Only the lines from the one with "Note: one point per instance of the child in" onward are wanted, through the last line of the entries, set down exactly.

------ MATERIAL PROVIDED ------

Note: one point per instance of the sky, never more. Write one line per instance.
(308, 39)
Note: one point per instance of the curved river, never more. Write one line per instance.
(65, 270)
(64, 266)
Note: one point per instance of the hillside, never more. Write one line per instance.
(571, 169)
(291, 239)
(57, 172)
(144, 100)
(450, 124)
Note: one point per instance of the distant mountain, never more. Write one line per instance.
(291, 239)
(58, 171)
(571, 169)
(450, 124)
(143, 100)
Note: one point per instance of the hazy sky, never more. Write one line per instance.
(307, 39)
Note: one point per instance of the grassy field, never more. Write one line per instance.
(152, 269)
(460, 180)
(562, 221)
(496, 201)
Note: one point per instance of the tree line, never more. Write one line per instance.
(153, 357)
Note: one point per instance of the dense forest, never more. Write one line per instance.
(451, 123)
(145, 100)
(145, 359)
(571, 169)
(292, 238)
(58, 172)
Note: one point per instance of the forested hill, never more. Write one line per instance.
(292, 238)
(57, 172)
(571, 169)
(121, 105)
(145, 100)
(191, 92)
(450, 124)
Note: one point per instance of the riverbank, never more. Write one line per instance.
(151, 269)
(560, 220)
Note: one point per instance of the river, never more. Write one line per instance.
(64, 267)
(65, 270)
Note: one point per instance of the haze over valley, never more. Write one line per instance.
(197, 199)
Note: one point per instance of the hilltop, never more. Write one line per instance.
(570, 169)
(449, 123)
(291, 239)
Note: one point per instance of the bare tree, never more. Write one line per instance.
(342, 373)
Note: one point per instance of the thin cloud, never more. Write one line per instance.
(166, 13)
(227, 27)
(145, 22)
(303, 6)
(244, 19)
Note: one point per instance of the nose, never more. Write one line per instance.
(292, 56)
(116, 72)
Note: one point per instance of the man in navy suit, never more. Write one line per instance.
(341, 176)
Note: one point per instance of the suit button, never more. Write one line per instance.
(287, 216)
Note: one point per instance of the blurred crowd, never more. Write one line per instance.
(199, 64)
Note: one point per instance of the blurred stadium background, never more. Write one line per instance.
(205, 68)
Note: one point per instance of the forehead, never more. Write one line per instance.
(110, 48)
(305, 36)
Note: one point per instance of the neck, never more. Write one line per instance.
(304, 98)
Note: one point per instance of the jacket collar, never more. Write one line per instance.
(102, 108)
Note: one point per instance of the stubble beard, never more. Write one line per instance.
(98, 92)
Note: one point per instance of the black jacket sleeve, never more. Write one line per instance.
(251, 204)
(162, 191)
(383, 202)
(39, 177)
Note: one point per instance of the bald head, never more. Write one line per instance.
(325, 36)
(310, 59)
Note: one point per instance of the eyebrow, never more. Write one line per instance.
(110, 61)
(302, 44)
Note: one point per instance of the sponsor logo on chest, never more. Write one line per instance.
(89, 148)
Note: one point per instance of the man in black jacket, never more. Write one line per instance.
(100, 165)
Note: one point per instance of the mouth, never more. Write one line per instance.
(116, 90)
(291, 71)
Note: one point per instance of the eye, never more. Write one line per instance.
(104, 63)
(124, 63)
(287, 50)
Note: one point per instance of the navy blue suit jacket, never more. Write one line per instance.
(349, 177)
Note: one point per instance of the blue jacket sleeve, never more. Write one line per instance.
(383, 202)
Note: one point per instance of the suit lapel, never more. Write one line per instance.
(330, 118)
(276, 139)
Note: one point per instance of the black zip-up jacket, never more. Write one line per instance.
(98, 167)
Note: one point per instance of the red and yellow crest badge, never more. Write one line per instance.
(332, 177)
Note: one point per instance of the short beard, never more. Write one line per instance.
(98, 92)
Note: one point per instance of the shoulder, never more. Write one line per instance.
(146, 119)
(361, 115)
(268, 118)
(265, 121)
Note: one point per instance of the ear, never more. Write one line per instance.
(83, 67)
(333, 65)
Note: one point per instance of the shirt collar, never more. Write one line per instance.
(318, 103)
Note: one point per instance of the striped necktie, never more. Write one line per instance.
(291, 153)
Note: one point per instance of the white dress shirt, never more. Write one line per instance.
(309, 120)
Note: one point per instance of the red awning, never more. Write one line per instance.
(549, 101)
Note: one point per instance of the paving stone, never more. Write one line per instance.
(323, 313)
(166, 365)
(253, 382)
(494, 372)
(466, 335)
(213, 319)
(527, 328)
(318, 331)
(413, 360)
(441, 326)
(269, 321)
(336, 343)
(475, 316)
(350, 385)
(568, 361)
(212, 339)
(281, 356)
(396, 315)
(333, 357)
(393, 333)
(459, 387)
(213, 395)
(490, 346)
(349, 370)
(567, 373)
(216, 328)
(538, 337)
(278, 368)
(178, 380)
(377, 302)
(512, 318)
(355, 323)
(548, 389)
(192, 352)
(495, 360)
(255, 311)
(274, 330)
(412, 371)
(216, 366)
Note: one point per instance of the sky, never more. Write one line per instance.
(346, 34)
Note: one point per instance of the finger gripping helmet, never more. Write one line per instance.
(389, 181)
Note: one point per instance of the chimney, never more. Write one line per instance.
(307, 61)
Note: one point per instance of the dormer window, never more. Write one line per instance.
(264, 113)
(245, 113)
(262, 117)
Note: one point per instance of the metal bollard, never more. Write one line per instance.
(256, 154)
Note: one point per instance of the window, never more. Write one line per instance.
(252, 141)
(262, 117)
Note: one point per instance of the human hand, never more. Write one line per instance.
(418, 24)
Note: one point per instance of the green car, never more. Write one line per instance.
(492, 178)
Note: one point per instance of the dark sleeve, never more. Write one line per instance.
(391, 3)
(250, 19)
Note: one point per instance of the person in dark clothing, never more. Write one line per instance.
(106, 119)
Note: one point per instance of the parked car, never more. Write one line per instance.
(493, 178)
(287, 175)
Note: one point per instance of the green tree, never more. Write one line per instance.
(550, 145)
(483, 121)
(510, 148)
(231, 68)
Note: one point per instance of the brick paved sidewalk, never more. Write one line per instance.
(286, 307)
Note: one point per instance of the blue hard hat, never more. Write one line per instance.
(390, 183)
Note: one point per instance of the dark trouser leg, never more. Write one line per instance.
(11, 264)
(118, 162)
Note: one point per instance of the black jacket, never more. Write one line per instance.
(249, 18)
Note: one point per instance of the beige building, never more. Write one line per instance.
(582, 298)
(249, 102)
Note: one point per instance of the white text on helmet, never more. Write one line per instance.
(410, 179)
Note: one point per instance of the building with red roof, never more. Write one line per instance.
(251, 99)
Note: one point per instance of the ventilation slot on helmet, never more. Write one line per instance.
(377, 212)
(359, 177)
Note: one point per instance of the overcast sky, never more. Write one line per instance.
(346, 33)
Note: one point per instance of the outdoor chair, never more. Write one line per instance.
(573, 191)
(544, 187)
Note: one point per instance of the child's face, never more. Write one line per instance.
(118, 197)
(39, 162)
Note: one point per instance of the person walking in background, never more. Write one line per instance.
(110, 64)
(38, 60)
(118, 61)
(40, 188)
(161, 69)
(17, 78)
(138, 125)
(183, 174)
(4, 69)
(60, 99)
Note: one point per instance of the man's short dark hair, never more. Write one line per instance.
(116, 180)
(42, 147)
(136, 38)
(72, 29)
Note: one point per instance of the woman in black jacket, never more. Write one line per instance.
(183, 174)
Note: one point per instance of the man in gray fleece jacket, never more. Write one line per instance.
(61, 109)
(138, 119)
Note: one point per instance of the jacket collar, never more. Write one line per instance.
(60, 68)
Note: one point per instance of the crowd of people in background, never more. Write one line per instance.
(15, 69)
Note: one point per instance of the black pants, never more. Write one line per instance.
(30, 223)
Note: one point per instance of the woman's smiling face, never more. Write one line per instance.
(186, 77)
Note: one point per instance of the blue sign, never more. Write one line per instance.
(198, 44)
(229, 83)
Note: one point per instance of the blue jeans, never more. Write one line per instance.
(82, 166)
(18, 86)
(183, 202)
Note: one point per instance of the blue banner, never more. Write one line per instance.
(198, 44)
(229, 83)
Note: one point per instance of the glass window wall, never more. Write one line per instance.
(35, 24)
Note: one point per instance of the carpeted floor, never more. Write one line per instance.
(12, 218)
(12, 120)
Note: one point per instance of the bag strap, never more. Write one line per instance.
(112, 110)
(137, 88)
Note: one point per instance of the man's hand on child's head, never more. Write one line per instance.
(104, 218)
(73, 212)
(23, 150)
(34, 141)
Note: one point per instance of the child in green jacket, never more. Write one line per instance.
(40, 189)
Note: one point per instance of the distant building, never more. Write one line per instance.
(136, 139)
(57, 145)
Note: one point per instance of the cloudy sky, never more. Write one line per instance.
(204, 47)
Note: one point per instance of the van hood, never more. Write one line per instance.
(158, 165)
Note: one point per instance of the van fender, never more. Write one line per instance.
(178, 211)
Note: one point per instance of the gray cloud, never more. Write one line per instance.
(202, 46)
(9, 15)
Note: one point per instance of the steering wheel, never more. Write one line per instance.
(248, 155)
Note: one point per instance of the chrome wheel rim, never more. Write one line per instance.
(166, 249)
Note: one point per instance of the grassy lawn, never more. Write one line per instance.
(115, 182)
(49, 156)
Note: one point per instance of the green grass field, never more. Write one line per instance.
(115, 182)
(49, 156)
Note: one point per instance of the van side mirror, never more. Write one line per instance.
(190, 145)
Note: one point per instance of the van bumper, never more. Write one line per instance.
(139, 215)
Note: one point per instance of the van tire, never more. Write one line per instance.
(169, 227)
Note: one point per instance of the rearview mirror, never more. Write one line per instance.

------

▶ **WRITTEN REPLY**:
Note: one point per instance of the child in green jacket, never more. Write one line per instance.
(40, 189)
Note: one point per instance of the distant building, never more. Write one line per instance.
(136, 139)
(57, 145)
Note: one point per instance of the cloudy sky, never more. Write one line per instance.
(204, 47)
Note: one point per instance of the van hood, never more. Write one line per instance.
(158, 165)
Note: one point per instance of the van fender, never more. Write one line per instance.
(178, 211)
Note: one point per instance of the gray cloud, never more. Write one line per instance.
(202, 46)
(9, 15)
Note: one point per instance of the steering wheel, never more. Write one line per instance.
(248, 155)
Note: one point per instance of the chrome wheel rim, never more. Write one line per instance.
(166, 249)
Note: one point per instance of the grassy lawn, never more. Write one line per instance.
(115, 182)
(49, 156)
Note: one point per instance of the green grass field, never more. Write one line per instance.
(115, 182)
(49, 156)
Note: one point per instance of the van side mirror, never more. Write one line per instance.
(190, 145)
Note: one point per instance of the van bumper, never more. Write one line per instance.
(139, 215)
Note: one point per instance of the van tire, never more. Write one line per instance.
(169, 227)
Note: one point per instance of the rearview mirror, never more. Write one line per instance.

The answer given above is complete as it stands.